▶ **SET TASKS**
[A] Answer these questions using the forum thread below:
(i) How long has the first poster lived in Melbourne?
(ii) What does the first poster sometimes miss?
(iii) What is the username on the second post?
[B] In the forum thread below, why is the first poster looking for other Indonesians in Melbourne or elsewhere in Australia? Answer in one to three sentences.
[C] Continue the forum thread about finding Indonesian friends in Melbourne, starting after its final line below.

# Looking for Indonesian friends in (Melbourne), Australia



## Keizha Linda G

Hi all,

I'm just new in here, live in Melbourne,Australia 1 year, is there any Indonesian in Melbourne? or anywhere in Aussie,sometimes miss to speak Indonesian or at least can share something new here..



Cheers
Keizha G


----------



## miss_r4in

Keizha Linda G said:


> Hi all,
> 
> I'm just new in here, live in Melbourne,Australia 1 year, is there any Indonesian in Melbourne? or anywhere in Aussie,sometimes miss to speak Indonesian or at least can share something new here..

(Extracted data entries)
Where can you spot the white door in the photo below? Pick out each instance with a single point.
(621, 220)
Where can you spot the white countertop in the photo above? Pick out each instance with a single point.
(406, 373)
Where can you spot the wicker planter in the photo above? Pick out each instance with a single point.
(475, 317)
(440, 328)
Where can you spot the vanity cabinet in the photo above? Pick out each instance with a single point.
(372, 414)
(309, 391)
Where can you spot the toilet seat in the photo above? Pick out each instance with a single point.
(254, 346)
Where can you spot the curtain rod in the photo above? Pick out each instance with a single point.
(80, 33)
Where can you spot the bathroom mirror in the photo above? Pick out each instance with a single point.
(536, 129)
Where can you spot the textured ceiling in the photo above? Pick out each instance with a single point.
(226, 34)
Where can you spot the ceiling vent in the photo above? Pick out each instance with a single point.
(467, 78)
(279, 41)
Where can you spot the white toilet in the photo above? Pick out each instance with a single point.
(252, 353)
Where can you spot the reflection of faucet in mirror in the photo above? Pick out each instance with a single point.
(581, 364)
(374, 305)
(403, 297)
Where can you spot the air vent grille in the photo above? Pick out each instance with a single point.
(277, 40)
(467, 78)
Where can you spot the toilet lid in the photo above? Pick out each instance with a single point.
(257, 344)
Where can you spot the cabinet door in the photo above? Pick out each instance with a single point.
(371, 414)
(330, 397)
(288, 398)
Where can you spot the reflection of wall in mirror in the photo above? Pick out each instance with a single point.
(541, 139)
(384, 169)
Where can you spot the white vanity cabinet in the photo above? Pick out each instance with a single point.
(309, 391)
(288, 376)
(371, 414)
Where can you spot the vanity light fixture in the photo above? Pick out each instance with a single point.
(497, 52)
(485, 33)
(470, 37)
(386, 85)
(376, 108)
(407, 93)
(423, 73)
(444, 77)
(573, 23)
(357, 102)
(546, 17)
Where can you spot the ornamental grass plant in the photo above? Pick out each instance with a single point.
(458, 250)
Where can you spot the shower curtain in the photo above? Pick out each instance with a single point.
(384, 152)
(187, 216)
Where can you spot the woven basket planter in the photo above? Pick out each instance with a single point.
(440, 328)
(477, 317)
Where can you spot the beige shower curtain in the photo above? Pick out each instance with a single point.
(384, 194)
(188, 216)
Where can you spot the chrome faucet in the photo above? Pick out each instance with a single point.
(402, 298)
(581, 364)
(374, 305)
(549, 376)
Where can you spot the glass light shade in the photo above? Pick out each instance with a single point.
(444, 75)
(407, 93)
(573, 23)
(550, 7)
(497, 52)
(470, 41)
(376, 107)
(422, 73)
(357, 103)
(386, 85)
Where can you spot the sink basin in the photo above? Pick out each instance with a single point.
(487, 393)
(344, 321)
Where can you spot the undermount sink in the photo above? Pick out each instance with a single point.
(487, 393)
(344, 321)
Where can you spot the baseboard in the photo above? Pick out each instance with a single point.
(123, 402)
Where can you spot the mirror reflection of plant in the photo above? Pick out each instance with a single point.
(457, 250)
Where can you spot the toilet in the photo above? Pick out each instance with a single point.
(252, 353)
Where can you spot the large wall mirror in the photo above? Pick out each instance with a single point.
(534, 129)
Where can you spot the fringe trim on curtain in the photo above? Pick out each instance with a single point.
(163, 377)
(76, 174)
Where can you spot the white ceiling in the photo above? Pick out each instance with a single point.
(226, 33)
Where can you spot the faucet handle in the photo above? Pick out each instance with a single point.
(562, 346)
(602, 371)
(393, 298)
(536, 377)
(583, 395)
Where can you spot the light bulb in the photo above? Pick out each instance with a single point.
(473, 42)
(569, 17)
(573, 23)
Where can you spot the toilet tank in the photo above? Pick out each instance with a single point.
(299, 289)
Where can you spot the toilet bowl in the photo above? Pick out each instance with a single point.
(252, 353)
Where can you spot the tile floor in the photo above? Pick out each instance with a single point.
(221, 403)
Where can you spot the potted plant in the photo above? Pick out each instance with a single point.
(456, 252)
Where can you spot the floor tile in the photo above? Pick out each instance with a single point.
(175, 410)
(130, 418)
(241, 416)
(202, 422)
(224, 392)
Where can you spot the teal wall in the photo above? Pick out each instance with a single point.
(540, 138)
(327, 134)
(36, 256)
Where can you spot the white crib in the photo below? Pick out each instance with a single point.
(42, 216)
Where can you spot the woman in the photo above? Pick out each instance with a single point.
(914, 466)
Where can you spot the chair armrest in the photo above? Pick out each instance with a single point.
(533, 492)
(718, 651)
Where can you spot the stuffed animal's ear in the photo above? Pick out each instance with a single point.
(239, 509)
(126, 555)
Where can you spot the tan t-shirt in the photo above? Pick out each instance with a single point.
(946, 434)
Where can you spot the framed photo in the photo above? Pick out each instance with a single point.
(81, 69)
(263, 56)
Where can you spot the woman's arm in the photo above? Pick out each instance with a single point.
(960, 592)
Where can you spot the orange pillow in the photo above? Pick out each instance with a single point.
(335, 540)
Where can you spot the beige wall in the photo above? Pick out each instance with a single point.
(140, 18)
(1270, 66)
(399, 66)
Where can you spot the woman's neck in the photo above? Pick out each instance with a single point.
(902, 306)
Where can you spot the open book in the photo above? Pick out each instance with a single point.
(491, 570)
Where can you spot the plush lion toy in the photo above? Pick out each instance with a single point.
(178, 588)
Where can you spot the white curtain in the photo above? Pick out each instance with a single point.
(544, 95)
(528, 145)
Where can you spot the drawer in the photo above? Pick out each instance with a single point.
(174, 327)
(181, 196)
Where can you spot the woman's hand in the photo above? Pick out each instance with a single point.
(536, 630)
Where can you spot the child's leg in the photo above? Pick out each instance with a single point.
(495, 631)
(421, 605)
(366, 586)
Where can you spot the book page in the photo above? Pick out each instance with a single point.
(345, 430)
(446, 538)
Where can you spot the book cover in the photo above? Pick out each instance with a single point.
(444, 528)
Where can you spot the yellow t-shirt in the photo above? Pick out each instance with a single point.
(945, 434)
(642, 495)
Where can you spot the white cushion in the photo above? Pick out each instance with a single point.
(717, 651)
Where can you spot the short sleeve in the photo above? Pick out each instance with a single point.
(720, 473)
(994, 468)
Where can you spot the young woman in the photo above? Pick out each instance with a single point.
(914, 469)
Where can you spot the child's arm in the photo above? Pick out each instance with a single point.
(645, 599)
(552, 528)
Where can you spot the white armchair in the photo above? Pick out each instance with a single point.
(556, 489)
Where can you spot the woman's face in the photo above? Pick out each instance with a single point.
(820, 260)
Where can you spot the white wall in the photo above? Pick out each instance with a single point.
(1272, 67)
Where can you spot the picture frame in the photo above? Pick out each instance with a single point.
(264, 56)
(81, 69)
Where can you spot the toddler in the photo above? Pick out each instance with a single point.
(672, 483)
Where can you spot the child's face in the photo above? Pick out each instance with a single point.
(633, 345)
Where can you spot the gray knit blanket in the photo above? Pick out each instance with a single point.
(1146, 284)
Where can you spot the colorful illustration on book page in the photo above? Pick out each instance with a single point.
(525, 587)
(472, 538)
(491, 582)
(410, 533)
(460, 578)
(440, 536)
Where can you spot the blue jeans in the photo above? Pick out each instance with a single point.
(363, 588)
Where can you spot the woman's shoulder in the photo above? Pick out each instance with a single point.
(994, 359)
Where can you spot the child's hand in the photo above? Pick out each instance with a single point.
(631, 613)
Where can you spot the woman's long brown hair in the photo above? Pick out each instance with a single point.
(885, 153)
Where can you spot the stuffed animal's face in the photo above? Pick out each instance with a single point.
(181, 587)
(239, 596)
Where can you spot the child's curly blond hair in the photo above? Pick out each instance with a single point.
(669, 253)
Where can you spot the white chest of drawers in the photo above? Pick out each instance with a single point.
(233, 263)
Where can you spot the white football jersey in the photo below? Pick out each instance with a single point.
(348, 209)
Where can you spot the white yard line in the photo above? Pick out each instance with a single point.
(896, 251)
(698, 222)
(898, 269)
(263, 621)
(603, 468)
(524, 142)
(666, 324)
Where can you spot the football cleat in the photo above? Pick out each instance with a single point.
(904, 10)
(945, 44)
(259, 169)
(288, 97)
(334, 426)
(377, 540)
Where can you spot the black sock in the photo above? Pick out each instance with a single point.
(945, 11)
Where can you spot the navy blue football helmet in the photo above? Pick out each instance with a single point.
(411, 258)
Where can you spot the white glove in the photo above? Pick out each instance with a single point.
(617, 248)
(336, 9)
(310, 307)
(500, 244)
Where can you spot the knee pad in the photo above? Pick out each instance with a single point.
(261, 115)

▶ **TASK-BY-TASK RESULTS**
[A]
(i) One year.
(ii) Speaking Indonesian.
(iii) miss_r4in.

[B] The first poster sometimes misses speaking Indonesian. Meeting other Indonesians would allow for that, or at least for sharing something new.

[C]
> 
> Cheers
> Keizha G


Hi Keizha,

I'm so glad I saw your post! My name is Leni, I am also new in Melbourne, just came here in August. Would love to have a chat with you some time


----------



## Keizha Linda G

Hi Leni, im glad that someone see the post,yay! not many indonesian in melbourne so far i know,..sure,would love that,chat sometimes... maybe on email first?


----------



## Vebby15

*Hi Keizha*

I have just arrived in Melbourne and keen to meet Indonesian friends

I am staying in cbd. It would be nice to neet for coffee, l or food, or perhaps a drink some time?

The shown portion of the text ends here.